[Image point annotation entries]
:::

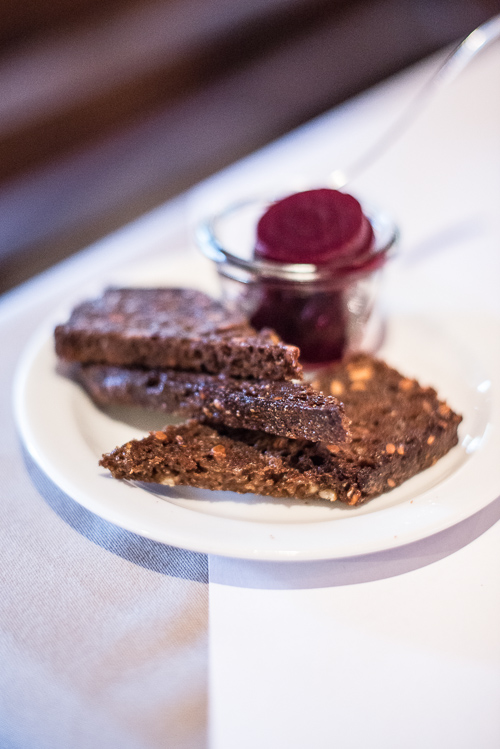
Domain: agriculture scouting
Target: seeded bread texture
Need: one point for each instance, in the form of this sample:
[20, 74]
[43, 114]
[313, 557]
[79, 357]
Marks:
[398, 429]
[173, 328]
[289, 409]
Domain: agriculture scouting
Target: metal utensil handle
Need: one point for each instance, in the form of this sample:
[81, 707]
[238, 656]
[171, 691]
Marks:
[452, 66]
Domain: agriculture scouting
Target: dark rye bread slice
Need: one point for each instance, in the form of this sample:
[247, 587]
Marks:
[398, 429]
[172, 328]
[289, 409]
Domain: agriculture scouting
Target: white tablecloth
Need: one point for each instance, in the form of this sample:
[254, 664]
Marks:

:::

### WHAT THIS TASK INVOLVES
Rewrite all the entries above, substituting "crop inspection" for every "agriculture scouting" and changing nothing else. Leave the pictures out.

### WRITTEN ANSWER
Domain: crop inspection
Target: seeded bread texture
Need: one point for each instance, in the form of this sample:
[20, 74]
[43, 114]
[313, 557]
[79, 357]
Marks:
[398, 429]
[173, 328]
[289, 409]
Domain: crop inspection
Target: metal utensil handle
Need: one point for each instance, in the form of this sample:
[81, 707]
[238, 656]
[171, 691]
Marks:
[452, 66]
Domain: crop inspection
Target: dark rye bread slice
Need: one point for each instance, in the form of this sample:
[247, 587]
Marks:
[398, 429]
[172, 328]
[289, 409]
Domain: crop inspection
Target: white tablecloth
Need: one point for each instance, in the form of this sample:
[254, 664]
Marks:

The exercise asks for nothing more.